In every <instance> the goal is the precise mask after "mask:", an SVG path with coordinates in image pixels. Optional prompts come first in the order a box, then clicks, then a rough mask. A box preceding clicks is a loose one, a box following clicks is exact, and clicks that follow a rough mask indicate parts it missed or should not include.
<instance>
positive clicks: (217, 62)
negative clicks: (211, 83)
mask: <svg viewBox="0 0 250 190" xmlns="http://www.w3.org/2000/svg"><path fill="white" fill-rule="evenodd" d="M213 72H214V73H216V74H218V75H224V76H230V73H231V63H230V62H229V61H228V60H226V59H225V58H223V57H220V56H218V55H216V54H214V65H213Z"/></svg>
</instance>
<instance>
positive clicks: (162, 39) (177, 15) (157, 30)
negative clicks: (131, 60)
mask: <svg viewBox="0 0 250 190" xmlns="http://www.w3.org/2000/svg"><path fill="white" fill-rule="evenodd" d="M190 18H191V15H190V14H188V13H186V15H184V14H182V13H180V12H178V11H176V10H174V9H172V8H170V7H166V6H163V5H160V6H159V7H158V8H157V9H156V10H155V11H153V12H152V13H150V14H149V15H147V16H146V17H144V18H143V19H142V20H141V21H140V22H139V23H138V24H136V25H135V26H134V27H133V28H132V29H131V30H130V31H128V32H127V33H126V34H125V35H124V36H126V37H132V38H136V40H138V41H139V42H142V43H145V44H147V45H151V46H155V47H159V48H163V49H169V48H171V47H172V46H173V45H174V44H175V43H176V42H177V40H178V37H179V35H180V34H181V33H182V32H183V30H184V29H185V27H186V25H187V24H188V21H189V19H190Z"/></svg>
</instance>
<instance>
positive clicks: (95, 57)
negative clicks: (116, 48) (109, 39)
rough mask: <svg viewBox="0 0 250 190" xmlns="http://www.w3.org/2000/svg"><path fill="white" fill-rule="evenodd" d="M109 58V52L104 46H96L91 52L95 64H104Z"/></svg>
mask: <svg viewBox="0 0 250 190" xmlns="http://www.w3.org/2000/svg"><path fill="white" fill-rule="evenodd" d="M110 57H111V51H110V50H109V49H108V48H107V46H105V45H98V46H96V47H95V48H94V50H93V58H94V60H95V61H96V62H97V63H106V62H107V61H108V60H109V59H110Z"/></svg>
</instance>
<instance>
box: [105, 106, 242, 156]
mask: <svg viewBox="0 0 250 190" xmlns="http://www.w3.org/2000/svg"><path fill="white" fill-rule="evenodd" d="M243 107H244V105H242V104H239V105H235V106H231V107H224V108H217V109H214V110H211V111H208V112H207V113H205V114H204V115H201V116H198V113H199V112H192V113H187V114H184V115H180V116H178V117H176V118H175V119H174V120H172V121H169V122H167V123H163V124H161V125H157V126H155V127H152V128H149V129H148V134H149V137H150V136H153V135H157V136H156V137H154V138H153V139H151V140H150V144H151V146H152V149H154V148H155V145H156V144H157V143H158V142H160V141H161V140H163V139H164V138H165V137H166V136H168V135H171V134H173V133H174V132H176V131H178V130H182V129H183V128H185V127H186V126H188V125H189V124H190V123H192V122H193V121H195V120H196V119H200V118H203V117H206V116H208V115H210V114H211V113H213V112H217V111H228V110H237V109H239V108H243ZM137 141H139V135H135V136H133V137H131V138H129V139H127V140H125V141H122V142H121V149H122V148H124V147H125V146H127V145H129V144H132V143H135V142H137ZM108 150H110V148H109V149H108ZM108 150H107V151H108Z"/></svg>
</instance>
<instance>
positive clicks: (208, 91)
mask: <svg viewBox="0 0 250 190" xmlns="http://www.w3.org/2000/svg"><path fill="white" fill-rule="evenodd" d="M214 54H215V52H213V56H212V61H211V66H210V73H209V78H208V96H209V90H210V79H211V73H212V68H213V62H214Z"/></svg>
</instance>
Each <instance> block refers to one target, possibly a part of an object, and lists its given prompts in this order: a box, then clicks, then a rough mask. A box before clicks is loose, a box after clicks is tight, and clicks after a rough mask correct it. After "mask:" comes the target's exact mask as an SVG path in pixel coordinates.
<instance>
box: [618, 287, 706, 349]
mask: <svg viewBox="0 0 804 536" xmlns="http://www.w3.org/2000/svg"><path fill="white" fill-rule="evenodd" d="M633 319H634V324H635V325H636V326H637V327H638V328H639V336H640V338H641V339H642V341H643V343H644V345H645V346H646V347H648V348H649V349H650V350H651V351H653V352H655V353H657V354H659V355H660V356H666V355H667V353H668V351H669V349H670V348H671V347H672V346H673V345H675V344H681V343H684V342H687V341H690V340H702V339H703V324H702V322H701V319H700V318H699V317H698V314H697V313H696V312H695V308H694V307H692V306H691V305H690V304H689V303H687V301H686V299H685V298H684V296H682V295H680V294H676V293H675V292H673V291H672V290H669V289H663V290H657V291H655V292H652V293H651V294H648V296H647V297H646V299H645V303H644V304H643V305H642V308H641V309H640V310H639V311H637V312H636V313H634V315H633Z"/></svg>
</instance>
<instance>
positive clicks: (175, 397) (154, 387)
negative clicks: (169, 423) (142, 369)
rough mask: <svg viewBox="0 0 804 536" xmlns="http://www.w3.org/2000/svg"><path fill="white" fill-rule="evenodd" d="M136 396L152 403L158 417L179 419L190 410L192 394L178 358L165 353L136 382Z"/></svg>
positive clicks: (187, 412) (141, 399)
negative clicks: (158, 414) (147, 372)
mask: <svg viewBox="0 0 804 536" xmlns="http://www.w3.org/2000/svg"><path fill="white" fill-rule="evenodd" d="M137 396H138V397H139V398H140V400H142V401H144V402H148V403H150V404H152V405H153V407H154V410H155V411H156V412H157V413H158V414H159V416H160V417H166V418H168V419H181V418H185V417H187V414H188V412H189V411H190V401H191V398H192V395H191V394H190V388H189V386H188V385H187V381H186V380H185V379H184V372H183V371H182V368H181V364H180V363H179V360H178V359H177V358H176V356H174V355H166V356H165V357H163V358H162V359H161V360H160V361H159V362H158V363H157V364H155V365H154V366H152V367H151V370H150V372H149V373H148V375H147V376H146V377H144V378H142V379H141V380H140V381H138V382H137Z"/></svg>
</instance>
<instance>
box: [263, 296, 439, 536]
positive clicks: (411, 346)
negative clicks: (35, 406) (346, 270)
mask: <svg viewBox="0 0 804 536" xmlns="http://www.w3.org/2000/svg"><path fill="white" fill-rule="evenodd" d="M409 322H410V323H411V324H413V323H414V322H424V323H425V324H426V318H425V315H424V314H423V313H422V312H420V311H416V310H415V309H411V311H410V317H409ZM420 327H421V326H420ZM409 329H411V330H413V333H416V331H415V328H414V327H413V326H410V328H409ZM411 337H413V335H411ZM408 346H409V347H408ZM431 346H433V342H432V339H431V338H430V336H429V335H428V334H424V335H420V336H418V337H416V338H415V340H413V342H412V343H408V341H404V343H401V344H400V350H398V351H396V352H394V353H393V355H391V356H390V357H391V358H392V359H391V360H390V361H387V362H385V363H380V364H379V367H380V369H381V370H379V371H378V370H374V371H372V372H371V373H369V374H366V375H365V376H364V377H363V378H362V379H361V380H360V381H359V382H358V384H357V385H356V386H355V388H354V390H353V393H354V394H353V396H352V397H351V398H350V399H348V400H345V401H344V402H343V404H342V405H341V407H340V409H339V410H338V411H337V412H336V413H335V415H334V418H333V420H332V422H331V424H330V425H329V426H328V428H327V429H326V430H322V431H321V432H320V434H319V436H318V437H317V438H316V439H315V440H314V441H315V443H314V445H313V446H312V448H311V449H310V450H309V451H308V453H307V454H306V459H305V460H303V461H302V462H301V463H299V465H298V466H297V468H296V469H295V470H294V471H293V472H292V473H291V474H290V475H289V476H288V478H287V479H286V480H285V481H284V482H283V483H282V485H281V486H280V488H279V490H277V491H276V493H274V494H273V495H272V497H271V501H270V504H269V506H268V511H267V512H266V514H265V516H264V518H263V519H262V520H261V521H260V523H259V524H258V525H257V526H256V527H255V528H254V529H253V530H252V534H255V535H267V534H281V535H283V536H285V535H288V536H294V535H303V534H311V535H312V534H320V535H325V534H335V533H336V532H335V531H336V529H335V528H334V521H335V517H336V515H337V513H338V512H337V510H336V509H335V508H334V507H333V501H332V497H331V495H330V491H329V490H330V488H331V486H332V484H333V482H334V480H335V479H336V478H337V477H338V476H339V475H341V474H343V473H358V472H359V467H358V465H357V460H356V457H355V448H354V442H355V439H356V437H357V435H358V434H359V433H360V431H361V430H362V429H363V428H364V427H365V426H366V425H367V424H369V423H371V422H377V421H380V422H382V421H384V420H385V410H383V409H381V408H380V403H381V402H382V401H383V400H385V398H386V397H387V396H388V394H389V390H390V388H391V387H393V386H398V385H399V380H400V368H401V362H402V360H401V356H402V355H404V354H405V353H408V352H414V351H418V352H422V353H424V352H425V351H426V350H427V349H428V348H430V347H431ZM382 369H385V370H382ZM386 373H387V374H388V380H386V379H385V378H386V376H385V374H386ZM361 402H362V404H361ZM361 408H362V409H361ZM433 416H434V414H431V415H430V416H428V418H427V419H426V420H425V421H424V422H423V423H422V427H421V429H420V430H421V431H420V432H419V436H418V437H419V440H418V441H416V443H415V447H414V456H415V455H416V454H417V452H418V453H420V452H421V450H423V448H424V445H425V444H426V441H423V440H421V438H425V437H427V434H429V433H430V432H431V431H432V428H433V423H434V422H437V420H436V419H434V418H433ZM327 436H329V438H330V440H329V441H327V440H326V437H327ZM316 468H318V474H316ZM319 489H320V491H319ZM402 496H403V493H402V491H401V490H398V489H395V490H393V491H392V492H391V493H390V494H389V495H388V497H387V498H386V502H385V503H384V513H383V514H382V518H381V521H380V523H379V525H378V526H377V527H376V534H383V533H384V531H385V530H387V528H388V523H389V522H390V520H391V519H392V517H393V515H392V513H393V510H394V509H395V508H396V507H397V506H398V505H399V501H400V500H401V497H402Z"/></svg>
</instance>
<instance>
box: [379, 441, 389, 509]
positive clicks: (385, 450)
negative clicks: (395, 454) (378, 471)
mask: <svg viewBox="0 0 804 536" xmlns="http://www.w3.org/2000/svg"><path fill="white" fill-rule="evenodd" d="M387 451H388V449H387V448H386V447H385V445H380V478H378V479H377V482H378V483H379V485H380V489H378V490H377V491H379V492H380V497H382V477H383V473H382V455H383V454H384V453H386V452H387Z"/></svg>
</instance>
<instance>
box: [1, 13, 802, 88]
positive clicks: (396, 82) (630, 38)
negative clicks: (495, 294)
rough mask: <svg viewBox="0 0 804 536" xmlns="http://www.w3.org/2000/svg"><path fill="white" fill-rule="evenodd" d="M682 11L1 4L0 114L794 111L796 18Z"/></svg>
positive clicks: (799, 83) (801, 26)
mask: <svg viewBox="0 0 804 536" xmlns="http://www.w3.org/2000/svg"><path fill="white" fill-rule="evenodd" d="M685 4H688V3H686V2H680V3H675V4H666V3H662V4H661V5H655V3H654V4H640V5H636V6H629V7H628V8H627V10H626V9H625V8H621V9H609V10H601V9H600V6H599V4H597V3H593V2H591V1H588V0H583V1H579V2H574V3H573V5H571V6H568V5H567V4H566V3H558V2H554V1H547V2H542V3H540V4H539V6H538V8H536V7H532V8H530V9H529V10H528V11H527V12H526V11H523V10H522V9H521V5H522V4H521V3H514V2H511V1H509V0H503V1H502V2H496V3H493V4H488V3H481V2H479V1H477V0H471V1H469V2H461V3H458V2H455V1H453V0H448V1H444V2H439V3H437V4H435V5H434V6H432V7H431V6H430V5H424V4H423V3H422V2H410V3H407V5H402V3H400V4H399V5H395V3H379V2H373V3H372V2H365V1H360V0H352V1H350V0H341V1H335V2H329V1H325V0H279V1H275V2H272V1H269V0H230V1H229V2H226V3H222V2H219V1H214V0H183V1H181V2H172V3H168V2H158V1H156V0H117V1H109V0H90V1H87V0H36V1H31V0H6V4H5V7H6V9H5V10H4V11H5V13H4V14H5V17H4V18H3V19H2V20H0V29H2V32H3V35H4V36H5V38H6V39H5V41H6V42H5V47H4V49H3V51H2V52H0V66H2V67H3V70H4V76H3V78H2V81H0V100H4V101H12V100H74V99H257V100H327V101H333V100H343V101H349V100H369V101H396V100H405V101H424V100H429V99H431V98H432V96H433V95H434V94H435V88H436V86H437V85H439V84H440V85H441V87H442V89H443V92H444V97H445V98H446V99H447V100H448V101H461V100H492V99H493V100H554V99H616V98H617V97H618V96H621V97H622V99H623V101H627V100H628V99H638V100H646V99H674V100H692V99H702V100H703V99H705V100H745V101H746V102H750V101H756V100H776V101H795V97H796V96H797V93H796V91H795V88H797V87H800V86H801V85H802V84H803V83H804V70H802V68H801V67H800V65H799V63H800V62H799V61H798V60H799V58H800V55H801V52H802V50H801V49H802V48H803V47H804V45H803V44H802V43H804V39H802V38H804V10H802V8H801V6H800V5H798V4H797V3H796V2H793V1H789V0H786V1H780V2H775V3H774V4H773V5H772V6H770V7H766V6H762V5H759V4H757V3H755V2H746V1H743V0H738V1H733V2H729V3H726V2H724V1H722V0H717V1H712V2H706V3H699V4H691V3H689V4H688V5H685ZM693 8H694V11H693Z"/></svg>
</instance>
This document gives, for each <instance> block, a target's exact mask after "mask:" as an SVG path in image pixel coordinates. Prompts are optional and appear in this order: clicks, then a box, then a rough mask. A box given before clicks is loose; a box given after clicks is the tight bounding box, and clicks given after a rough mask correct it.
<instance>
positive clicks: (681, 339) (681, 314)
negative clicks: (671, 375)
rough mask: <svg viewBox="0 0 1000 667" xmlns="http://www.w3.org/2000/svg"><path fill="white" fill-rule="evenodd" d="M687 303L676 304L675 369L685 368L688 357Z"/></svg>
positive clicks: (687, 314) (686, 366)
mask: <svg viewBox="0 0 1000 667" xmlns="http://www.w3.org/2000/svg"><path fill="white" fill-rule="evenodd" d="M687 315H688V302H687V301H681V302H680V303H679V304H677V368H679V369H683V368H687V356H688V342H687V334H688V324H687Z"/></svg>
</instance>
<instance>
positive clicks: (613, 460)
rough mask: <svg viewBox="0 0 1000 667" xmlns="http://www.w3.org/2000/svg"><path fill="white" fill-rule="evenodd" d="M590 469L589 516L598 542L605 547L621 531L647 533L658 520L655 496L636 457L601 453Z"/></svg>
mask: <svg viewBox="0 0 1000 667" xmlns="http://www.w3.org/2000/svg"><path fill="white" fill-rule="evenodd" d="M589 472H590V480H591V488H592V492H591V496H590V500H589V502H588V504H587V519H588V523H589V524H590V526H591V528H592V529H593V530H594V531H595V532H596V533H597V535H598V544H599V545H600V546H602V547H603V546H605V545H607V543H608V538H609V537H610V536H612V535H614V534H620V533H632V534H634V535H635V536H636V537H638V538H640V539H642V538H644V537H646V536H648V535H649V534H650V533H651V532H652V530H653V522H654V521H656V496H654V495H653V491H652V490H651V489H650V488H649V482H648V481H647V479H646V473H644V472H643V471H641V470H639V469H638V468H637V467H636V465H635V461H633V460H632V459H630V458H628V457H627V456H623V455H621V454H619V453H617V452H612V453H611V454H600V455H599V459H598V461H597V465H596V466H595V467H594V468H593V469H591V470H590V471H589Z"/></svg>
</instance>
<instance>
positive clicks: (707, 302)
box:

-- WHAT THE TASK REQUIRES --
Out of the data above, transcribe exactly and only the lines starting with the line that has "positive clicks: (217, 62)" and going on through the line that has "positive clicks: (162, 39)", both included.

-- RESPONSE AREA --
positive clicks: (217, 62)
negative clicks: (211, 83)
mask: <svg viewBox="0 0 250 190" xmlns="http://www.w3.org/2000/svg"><path fill="white" fill-rule="evenodd" d="M213 72H214V73H216V74H218V75H224V76H230V73H231V63H230V62H229V61H228V60H226V59H225V58H223V57H220V56H218V55H216V54H214V65H213Z"/></svg>
</instance>
<instance>
positive clicks: (162, 39) (177, 15) (157, 30)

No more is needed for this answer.